→ ARTICOLO:
IL MENTITORE
EPIMENIDE CRETESE AFFERMAVA CHE TUTTI
I CRETESI ERANO BUGIARDI
Appare evidente che Epimenide, essendo cretese, non possa che
produrre una bugia. Da una tale sua posizione consegue, altresì, che l’affermazione
da lui proposta dovrebbe risultare falsa: a derivarne sarebbe l’opposto di
quanto espresso, ovvero che i cretesi non sono bugiardi. Da ciò il dilemma che,
risolto da Russell, è stato emblematicamente delineato in termini simbolici da
Cocchiarella. Il caso è stato, altresì, specificamente affrontato nel libro:
Giuseppe Addona Percorsi di filosofia edito da G. Laterza Bari.
La risoluzione, da Russell prodotta, è stata resa possibile
dalla posizione fuori dal sistema di colui che si esprime. Un cretese, dunque,
non può affermare: tutti i cretesi sono bugiardi poiché a derivarne sarebbe il
dilemma di cui sopra. Possiamo tuttavia aggiungere che anche Epimenide potrebbe
risultare in una tale posizione esterna allora che, benché cittadino di Creta,
non rientrasse oramai tra coloro ai quali applica un tale giudizio. Nel momento
stesso che si rendesse conto che i suoi concittadini si siano rivelati bugiardi
e che si indirizzasse su altra strada lo porterebbe a distinguersi, non appartenendo,
a questo punto e sotto un tale aspetto, a una siffatta comunità, della quale
enuncia un fatto.

→ PROBLEMI DA RISOLVERE:
1. Riporti parola per parola il passo del testo sul paradosso del mentitore compreso tra "La risoluzione, da" e "enuncia un fatto.", estremi inclusi.
2. Prosegua il testo sul paradosso del mentitore a partire dalla sua ultima frase.

→ DATI FORNITI:
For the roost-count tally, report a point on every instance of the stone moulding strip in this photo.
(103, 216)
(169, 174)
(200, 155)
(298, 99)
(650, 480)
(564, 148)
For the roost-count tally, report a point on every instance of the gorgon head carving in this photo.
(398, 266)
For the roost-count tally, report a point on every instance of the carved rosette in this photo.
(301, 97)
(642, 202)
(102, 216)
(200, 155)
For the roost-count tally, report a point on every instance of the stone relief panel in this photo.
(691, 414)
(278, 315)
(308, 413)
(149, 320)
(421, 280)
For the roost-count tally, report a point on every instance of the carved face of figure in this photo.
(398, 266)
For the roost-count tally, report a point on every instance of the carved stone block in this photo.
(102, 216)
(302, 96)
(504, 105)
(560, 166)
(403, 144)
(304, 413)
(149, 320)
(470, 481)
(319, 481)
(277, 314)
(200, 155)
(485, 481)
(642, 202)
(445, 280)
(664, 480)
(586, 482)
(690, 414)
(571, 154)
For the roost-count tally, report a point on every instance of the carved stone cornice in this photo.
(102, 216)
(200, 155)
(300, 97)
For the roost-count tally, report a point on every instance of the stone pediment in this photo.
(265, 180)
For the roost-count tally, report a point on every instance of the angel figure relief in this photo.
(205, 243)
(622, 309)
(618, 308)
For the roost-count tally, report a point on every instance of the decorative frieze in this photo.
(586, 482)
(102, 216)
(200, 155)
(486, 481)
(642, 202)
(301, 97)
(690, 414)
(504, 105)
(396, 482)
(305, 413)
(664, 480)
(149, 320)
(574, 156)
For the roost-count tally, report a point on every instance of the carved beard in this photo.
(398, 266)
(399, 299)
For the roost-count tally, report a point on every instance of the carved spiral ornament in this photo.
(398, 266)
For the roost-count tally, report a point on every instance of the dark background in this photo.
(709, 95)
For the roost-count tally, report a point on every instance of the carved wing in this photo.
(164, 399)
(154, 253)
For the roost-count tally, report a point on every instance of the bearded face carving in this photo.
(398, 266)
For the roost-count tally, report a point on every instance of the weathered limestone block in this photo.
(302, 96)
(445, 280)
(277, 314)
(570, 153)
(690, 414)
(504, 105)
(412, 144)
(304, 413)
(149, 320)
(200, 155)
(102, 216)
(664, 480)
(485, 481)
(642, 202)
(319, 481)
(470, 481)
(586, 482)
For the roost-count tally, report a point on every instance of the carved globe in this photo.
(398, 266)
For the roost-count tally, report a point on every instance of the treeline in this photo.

→ SOLUZIONI:
1.
La risoluzione, da Russell prodotta, è stata resa possibile
dalla posizione fuori dal sistema di colui che si esprime. Un cretese, dunque,
non può affermare: tutti i cretesi sono bugiardi poiché a derivarne sarebbe il
dilemma di cui sopra. Possiamo tuttavia aggiungere che anche Epimenide potrebbe
risultare in una tale posizione esterna allora che, benché cittadino di Creta,
non rientrasse oramai tra coloro ai quali applica un tale giudizio. Nel momento
stesso che si rendesse conto che i suoi concittadini si siano rivelati bugiardi
e che si indirizzasse su altra strada lo porterebbe a distinguersi, non appartenendo,
a questo punto e sotto un tale aspetto, a una siffatta comunità, della quale
enuncia un fatto.

2.
IL SORITE
Quanti chicchi di frumento occorrono per formare un soros ovvero
un mucchio? Risulta evidente che un chicco non sia da ritenere un
mucchio. Questo, infatti, è reputato un insieme di quelli ovvero costituito da
un numero piuttosto grande e però non definito, così che l’aggiunta di un
granello non appare né apportare né risolvere la concezione di esso mucchio. Il
problema risulta incentrato sul passaggio non individuabile, così come accadeva
a quella divisione già contemplata dal discepolo di Parmenide, né, altresì,
denotativo di quel concetto. Un siffatto discorso rientra nella concezione che
non può risultare definita per l’intervento di un elemento che vada ad aggiungersi
agli altri, unitamente ai quali deriva una significazione ritenuta e però non
tale da non richiamare altro che rappresenta l’aggiunta. L’insieme non arriva a
costituire in alcun caso essa significazione. Per il resto, questa è necessaria
alla comunicazione, la quale, benché risulti aperta, ovverosia tale da
contenere quanto non recepito unitamente ad altri e per quanto questo stesso
possa pervenire a configurazione intersoggettiva e che, in questo caso, risulta
dalla ritenzione piuttosto comune, e però sempre parziale per quanto ampia
possa delinearsi una convergenza sugli elementi posti in essere, pure risulta
la condizione portante ancorché nei termini non interamente adeguati.
IL CALVO
Il discorso precedente vale per i capelli. Sottratto,
infatti, uno a questi non porta a ritenere l’interessato da un tale fatto un
calvo. Si può continuare così togliendone due o quanti si voglia. A non restare
individuato è, anche in questo caso, il passaggio per il quale ad emergere
possa essere il concetto, pure, per il resto, ritenuto. Questoè, infatti, non
contempla una definizione netta. A non risultare interessata è, infatti, ancora
una quantità data.
IL VELATO
Conosci colui che si avvicina con il viso velato? No. Se si
scopre il volto lo conosci? Si. Conosci e non conosci, dunque, la stessa
persona.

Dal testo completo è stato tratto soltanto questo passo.